Hayley Samathan Jensen + Heinrich Events: Sticky Spots and Rising Seas
As last year’s winner of the Younhee Paik scholarship, new alumna Hayley Samantha Jensen (MFA 2019) will be exhibiting her work at the Younhee Paik Studio for Music and Art during East Bay Open Studios on June 8–9 and 15–16.
In the midst of graduating and installing, Hayley was kind enough to answer a few of our questions about the show, entitled Spectral Prisms and Hot Ice. We decided to focus on one piece, Heinrich Events: Sticky Spots and Rising Seas, to learn more about her process and work as a whole.
SFAI: How do you find inspiration for your work?
Hayley Samantha Jensen: I’m easily inspired, as much by the incredible everyday things like clouds that can’t go unnoticed just as by my frustration that comes with seeing continued destruction and abuse in the name of progress. Emotion and rapid thinking rattle my fingers until I’m lost in the paint. Once I’m in a painting, I become enthralled by the gesture of the paint marks themselves, the moment I’m living trying to express all that rages in my mind, enchanted and hopeful in spite of the daunting. The marks become spirits in themselves.
SFAI:What was your process for creating the work you’re featuring in this show?
HSJ: I’ll be showing quite a few pieces but the main one I’m highlighting is called Heinrich Events: Sticky Spots and Rising Seas. I actually collaborated with another Master’s student studying Geology at Boston College who is also a young woman from New Orleans. Her name is Danielle Leblanc, and she has been working with me to focus on Heinrich events which were massive discharge episodes of icebergs presumably from North American ice sheets during the last glacial period (or thousands of years ago when climates were similar to today). It was another way of looking at the interconnection and precarity of the world’s assemblage of systems.
And then actually making the piece, I got to experiment with collaging the surface with plastics I’d collected and experimented with, including adhering and sewing vinyls, cellophane, resin, and miscellaneous materials. Its suspension was an exciting jump for me as well, and highlighted that precarity I was suggesting.
SFAI: How did you select your materials?
HSJ: I’d been collecting them for a while, but most of them came from Urban Ore in Berkeley, recycling odd plastics. Plastic is an index of life and death; it’s made from the compressed past lives and deaths of other species. Through plastic’s past, I recognize its ghosts and memorialize their lives as kin through colorful play.

Provided material:
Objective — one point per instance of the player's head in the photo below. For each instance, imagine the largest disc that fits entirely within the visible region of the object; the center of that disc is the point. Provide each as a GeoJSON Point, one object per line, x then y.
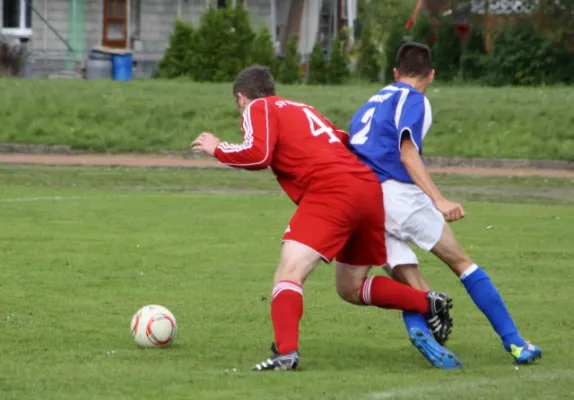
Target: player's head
{"type": "Point", "coordinates": [253, 83]}
{"type": "Point", "coordinates": [414, 65]}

Directions: Return the part of the interview that begins at the words "HSJ: I’ll be" and stops after "assemblage of systems.", copied word for word. The material comes from a source unrelated to the interview.

Answer to this exercise:
HSJ: I’ll be showing quite a few pieces but the main one I’m highlighting is called Heinrich Events: Sticky Spots and Rising Seas. I actually collaborated with another Master’s student studying Geology at Boston College who is also a young woman from New Orleans. Her name is Danielle Leblanc, and she has been working with me to focus on Heinrich events which were massive discharge episodes of icebergs presumably from North American ice sheets during the last glacial period (or thousands of years ago when climates were similar to today). It was another way of looking at the interconnection and precarity of the world’s assemblage of systems.